WRITTEN REQUEST: Identify every line in the listing below that contains the word "Pinpoint", and copy each of those lines.

*** RAW DATA

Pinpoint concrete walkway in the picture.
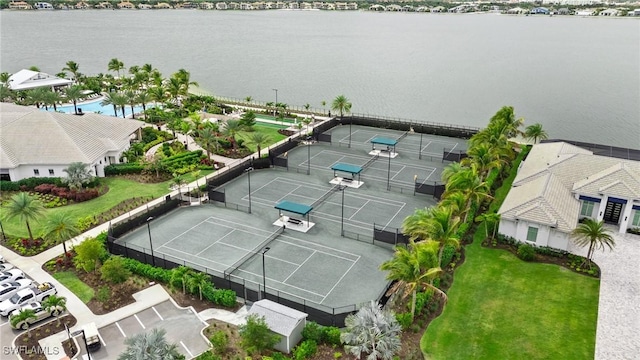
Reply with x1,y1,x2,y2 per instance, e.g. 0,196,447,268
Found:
569,228,640,360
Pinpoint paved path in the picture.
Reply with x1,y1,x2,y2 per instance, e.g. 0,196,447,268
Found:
569,228,640,360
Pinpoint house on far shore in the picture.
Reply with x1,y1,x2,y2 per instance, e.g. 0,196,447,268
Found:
9,69,73,91
0,103,145,181
498,142,640,250
248,299,307,354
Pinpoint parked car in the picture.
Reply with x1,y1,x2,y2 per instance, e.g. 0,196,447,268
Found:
0,282,58,316
9,302,64,330
0,269,24,284
0,279,33,302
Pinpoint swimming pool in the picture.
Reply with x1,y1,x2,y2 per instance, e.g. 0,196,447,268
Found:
49,97,149,117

******

SOLVED EXERCISE:
Pinpoint concrete walkway in the picture.
Pinpoint paved path in the picture.
Pinpoint house on far shore in the picture.
Pinpoint parked car in the picture.
Pinpoint swimming pool in the picture.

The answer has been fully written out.